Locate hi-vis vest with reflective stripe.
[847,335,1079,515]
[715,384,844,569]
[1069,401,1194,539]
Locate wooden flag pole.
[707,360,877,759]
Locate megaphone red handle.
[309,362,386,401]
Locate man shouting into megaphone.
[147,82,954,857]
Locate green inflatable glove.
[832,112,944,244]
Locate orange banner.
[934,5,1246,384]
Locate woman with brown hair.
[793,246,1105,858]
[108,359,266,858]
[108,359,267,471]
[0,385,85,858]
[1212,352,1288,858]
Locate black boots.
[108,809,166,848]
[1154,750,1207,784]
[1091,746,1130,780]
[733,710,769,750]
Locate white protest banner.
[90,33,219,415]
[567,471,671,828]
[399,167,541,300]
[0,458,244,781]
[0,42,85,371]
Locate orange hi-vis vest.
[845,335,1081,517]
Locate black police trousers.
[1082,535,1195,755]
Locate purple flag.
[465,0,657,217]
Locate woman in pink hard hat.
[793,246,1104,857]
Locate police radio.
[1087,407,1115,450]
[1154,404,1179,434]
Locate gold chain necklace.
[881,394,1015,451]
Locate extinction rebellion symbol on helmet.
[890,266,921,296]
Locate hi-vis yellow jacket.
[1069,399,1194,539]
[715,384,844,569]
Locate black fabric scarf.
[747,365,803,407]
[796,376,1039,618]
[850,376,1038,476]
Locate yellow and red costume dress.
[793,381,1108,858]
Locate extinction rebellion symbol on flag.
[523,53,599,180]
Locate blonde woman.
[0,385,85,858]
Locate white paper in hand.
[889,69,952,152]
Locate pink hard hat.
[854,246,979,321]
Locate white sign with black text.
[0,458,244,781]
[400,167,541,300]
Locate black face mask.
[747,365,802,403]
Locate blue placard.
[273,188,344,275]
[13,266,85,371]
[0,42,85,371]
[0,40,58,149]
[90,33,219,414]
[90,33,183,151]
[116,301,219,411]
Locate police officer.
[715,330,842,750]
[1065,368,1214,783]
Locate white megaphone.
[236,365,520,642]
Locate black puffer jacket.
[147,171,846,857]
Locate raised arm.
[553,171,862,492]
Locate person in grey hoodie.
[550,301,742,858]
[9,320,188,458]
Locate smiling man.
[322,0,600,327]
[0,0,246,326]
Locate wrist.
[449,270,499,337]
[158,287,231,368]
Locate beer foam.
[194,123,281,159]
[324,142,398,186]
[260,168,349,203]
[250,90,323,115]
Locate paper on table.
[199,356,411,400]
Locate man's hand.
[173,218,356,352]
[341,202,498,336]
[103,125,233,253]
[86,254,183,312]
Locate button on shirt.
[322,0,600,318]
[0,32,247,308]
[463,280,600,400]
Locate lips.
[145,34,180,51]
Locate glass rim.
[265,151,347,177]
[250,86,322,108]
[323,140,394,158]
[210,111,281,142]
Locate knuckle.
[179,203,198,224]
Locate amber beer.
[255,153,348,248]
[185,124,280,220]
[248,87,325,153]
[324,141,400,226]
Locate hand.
● ● ● ● ● ● ●
What is expected: Copy every line of the data above without changing anything.

Written solution:
Locate hi-vis vest with reflective stripe.
[847,335,1079,515]
[715,384,844,569]
[1069,401,1194,539]
Locate wooden flag pole.
[707,360,877,759]
Locate megaphone red handle.
[309,362,386,401]
Locate man shouting into megaphone.
[147,82,954,857]
Locate green inflatable glove.
[832,112,944,244]
Locate orange banner.
[934,5,1246,384]
Locate woman with brown hair.
[793,246,1105,858]
[108,359,266,858]
[108,359,267,471]
[0,385,85,858]
[1212,352,1288,858]
Locate black boots.
[108,809,166,848]
[1154,750,1207,784]
[1091,746,1130,780]
[733,710,769,750]
Locate white protest banner.
[90,33,219,415]
[567,471,671,828]
[399,167,541,300]
[0,458,244,781]
[0,42,85,371]
Locate orange hi-vis vest.
[845,335,1081,517]
Locate black police trousers.
[1082,535,1195,755]
Locate purple flag.
[465,0,657,217]
Locate woman in pink hard hat.
[793,246,1104,857]
Locate police radio.
[1087,407,1115,450]
[1154,404,1179,434]
Locate gold chain necklace.
[881,394,1015,451]
Locate extinction rebellion symbol on helmet.
[890,266,921,296]
Locate hi-vis yellow jacket.
[1069,399,1194,539]
[715,384,844,569]
Locate black fabric scarf.
[747,365,803,407]
[796,376,1039,618]
[850,376,1038,476]
Locate yellow and red costume dress.
[793,381,1108,858]
Locate extinction rebellion symbol on flag.
[523,53,599,180]
Locate blonde woman.
[0,385,85,858]
Locate white paper in hand.
[889,69,952,152]
Locate pink hard hat.
[854,246,979,321]
Locate white sign with black text.
[0,458,244,781]
[400,167,541,300]
Locate black face mask.
[747,365,802,403]
Locate blue placard.
[273,188,344,275]
[13,266,85,371]
[0,42,85,371]
[0,40,58,149]
[90,33,219,414]
[90,33,183,151]
[116,301,219,411]
Locate police officer.
[715,330,842,750]
[1065,368,1214,783]
Locate white megaphone.
[236,365,520,642]
Locate black puffer jacket.
[147,171,846,857]
Locate raised arm.
[553,171,862,492]
Locate person in grey hoodie.
[550,301,742,858]
[9,320,188,458]
Locate smiling man.
[322,0,600,327]
[0,0,246,326]
Locate wrist.
[449,270,499,337]
[158,287,231,368]
Locate beer foam.
[194,123,281,159]
[324,142,398,186]
[260,168,349,203]
[250,90,323,115]
Locate paper on table.
[199,356,411,400]
Locate man's hand.
[173,218,356,352]
[341,202,498,336]
[103,125,233,253]
[86,254,183,312]
Locate button on shirt.
[322,0,600,318]
[0,32,247,308]
[463,280,600,400]
Locate lips.
[145,34,180,51]
Locate glass rim.
[265,151,347,177]
[250,86,322,108]
[323,140,394,158]
[210,111,281,142]
Locate knuckle.
[179,203,198,224]
Locate amber beer.
[255,153,348,248]
[185,124,280,220]
[248,87,325,153]
[324,141,400,226]
Locate hand.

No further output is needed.